Dataset rows on where objects appear
>> start

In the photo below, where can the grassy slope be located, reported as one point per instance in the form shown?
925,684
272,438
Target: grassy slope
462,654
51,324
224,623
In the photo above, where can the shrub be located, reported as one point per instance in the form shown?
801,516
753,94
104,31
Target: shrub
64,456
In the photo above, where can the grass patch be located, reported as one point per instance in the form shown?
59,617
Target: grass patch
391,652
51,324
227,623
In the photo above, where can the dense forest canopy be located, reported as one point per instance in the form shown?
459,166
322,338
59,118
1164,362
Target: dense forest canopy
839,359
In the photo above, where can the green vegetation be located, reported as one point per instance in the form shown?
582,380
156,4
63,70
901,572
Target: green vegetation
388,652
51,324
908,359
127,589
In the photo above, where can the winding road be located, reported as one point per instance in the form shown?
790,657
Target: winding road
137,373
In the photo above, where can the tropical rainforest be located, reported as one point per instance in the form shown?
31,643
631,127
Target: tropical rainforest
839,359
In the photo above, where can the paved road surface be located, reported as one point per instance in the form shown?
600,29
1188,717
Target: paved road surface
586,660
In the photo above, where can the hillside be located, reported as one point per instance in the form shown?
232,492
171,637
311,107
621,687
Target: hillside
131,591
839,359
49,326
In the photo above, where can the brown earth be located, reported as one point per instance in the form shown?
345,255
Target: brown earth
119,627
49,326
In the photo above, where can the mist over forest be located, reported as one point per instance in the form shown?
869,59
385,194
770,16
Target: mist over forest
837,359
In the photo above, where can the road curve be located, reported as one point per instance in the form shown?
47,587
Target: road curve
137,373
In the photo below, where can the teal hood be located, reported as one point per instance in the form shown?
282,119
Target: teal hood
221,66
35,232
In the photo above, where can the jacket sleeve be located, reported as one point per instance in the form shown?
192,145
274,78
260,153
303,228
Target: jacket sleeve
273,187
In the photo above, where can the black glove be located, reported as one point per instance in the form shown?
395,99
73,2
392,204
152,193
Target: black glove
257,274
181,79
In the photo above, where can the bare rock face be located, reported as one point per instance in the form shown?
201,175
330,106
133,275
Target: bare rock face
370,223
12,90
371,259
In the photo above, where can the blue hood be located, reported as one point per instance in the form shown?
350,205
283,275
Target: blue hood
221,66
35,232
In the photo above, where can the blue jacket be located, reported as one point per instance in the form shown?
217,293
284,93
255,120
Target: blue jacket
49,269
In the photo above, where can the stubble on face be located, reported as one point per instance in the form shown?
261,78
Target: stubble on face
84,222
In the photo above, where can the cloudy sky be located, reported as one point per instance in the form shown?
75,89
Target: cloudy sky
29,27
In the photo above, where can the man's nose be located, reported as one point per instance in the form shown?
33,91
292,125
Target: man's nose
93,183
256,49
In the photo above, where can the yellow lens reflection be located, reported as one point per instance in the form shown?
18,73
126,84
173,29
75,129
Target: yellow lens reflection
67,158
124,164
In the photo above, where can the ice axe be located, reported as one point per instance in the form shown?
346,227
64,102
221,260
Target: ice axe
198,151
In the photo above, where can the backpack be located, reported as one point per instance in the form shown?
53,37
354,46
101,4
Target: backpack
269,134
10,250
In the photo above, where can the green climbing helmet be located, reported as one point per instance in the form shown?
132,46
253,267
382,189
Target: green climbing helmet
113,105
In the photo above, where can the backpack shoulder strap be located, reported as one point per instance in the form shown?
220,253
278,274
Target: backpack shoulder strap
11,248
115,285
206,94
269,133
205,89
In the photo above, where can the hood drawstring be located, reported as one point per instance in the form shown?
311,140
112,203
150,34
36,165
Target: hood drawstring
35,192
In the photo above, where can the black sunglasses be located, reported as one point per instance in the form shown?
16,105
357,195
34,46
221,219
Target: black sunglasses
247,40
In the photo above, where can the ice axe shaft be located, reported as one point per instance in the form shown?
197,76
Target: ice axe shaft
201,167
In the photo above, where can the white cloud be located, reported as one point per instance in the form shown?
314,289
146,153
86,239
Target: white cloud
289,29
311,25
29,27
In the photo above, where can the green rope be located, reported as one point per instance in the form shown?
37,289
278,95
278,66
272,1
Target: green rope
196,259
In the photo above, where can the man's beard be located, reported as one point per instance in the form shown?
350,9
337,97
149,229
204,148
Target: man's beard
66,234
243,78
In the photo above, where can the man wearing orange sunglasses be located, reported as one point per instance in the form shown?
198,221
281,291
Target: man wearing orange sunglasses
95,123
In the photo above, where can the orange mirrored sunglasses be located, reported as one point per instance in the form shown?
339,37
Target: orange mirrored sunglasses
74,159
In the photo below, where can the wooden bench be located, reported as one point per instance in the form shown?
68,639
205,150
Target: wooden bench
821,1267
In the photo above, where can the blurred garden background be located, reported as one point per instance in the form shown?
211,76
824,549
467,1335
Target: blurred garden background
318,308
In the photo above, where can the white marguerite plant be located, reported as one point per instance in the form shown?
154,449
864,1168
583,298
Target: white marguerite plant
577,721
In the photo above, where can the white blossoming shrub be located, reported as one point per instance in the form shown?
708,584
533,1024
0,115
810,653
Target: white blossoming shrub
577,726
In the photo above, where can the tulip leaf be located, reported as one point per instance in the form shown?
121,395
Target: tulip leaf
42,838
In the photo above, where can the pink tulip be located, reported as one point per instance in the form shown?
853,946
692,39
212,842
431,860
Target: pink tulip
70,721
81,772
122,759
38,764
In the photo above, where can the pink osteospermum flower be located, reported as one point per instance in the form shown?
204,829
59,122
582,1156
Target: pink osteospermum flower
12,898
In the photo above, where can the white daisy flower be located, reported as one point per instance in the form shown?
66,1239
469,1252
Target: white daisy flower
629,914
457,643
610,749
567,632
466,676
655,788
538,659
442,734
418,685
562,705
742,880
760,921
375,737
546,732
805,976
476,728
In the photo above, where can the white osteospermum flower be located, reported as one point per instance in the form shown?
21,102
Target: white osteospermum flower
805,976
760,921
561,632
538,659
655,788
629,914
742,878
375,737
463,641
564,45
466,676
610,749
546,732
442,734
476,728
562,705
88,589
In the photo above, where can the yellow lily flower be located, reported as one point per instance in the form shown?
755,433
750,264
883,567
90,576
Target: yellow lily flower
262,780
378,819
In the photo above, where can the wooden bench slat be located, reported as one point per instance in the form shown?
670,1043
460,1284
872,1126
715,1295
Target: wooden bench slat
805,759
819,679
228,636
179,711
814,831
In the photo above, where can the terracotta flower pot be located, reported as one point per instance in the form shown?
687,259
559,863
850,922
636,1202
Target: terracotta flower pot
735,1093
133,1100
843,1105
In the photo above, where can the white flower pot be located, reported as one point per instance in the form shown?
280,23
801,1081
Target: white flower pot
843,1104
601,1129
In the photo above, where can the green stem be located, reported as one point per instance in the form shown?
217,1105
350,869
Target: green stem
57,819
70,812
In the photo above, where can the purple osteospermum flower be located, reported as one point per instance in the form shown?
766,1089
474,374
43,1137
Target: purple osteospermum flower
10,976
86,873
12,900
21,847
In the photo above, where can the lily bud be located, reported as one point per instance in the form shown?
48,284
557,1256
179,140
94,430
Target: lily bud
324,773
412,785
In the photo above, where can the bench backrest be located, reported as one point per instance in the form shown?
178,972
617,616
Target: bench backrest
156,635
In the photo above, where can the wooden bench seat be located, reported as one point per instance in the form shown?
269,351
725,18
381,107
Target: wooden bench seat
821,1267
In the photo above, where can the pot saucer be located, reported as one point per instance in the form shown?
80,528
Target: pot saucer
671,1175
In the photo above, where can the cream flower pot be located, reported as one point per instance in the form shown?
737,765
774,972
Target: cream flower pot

>> end

:: Task statement ::
Your task is to write out the lines from the one with "In the photo above, where can the lily" through the end of the records, exactly and with nothing added.

:: Correct response ::
In the photo above, where can the lily bud be located, reported as one point per instance in the form shown?
48,284
557,1256
179,140
94,430
Target: lily bud
324,773
412,785
In the photo above, where can the bench backrest be located, reported as one point per instance in the form shown?
178,972
617,616
Target: bench backrest
156,635
In the photo above, where can the wooden bench seat be located, reported as one point per instance in the form shown?
269,351
725,18
381,107
Target: wooden bench seat
821,1267
In the photo above, where can the pot saucer be located, reported as one point per instance in the form shown?
80,528
Target: pot saucer
671,1175
In the photo above, where can the cream flower pot be located, reported as one point per instance in the form shown?
737,765
774,972
Target: cream flower pot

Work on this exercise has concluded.